Oleh Agus Basri
Risalah Mujahidin – Kisruh di keraton Ngayogyakarta Hadiningrat belum mereda. Keraton Kerajaan Mataram yang ada di Yogya, yang dikenal sebagai kota gudeg yang adem ayem dan ramah itu, seperti terendam tetapi terus mendidih. Dan sumber api panasnya justru dari dalam keraton sendiri, bukan luapan panas yang berasal dari Merapi.
Sumbu pemanas, yang kemudian juga menyulut masyarakat Yogya berunjuk rasa dengan menggelar spanduk protes, itu bermula dari dua Sabdaraja Yogya, yang kini bergelar Ngarsa Dalem Sampeyan Dalem Ingkang Sinuwun Sri Sultan Hamengku Bawono ingkang Jumeneng Kasepuluh Suryaning Mataram Senopati-ing-Ngalaga Langgeng ing Bawana, Langgeng, Langgeng ing Tata Panatagama.
Gelar Sri sultan yang baru ini telah menghapus kata ‘Khalifatullah’, ‘Buwono’ yang digantikan dengan Bawono, dan membuang pula kata “Abdurrahman Sayidin Panatagama”. Gelar lengkap sebelumnya adalah: Ngarsa Dalem Sampeyan Dalem ingkang Sinuwun Kangjeng Sultan Hamengku Buwana Senapati-ing-Ngalaga Abdurrahman Sayidin Panatagama Khalifatullah ingkang Jumeneng Kaping Sadasa ing Ngayogyakarta Hadiningrat.

------------------------------------

Tugas →
1. Menurut teks kutipan, dari mana kekisruhan di keraton dan unjuk rasa masyarakat Yogya bermula? Jelaskan dalam satu sampai tiga kalimat.
2. Terjemahkan kalimat dari teks kutipan ini ke dalam bahasa Inggris: "Dan sumber api panasnya justru dari dalam keraton sendiri, bukan luapan panas yang berasal dari Merapi."
3. Dalam teks kutipan, kata apa yang menggantikan "Buwono" pada gelar baru Sri Sultan?
Entri di bawah ini tidak berperan apa pun di sini.

Data penempatan titik →
------------------------------------

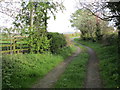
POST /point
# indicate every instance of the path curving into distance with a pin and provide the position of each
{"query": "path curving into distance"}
(93, 76)
(49, 80)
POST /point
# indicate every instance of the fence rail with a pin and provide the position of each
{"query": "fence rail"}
(12, 45)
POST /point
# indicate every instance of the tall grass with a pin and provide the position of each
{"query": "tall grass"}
(108, 58)
(23, 70)
(75, 73)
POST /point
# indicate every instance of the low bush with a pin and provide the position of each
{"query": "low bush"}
(108, 57)
(57, 41)
(75, 73)
(23, 70)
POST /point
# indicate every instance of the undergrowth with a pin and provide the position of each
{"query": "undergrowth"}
(74, 75)
(108, 58)
(23, 70)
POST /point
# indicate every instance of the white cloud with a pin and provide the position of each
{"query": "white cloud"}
(62, 24)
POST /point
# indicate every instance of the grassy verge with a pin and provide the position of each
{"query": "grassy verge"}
(108, 63)
(22, 70)
(75, 73)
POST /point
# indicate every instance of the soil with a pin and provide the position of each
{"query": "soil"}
(92, 78)
(49, 80)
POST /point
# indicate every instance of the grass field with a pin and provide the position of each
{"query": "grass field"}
(75, 73)
(23, 70)
(108, 57)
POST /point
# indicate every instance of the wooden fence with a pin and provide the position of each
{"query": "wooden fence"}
(13, 45)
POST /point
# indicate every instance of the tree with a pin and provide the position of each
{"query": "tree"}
(85, 23)
(33, 20)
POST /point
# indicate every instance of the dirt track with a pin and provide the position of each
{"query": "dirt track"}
(92, 78)
(49, 80)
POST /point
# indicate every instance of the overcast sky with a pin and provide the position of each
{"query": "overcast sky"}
(61, 24)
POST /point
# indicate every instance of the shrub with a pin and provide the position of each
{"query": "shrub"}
(57, 41)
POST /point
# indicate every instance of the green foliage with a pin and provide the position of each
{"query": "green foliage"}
(38, 42)
(23, 70)
(75, 74)
(57, 41)
(91, 27)
(108, 57)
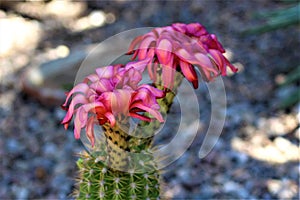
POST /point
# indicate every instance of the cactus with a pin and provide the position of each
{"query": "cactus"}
(97, 181)
(121, 165)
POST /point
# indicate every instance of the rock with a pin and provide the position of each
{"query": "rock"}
(12, 41)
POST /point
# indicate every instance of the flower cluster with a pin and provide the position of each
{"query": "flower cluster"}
(180, 47)
(111, 92)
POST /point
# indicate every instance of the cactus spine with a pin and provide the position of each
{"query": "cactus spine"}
(100, 176)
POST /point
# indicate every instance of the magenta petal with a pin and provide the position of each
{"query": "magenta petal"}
(154, 91)
(106, 72)
(189, 73)
(92, 78)
(164, 51)
(141, 117)
(79, 122)
(111, 118)
(78, 99)
(168, 74)
(151, 111)
(204, 62)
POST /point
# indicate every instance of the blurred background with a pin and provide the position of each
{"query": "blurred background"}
(257, 155)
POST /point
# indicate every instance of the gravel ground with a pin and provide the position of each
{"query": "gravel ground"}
(257, 155)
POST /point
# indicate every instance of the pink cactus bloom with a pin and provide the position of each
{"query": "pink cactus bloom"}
(111, 92)
(181, 47)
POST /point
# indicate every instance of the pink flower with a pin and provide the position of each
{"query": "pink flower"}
(181, 46)
(111, 92)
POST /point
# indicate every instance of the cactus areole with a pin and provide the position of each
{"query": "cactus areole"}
(113, 95)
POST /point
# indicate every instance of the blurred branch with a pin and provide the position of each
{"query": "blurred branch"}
(276, 20)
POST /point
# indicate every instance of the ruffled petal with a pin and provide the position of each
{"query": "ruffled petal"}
(189, 73)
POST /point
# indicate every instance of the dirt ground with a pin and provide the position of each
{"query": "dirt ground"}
(257, 155)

------------------------------------

Jawaban per Tugas →
1. Kekisruhan itu bermula dari dua Sabdaraja Yogya, yang juga menyulut masyarakat Yogya berunjuk rasa dengan menggelar spanduk protes. Sumber panasnya justru berasal dari dalam keraton sendiri, bukan dari luapan panas Merapi.

2. And the source of its heat actually comes from within the palace itself, not from a surge of heat originating from Merapi.

3. Bawono.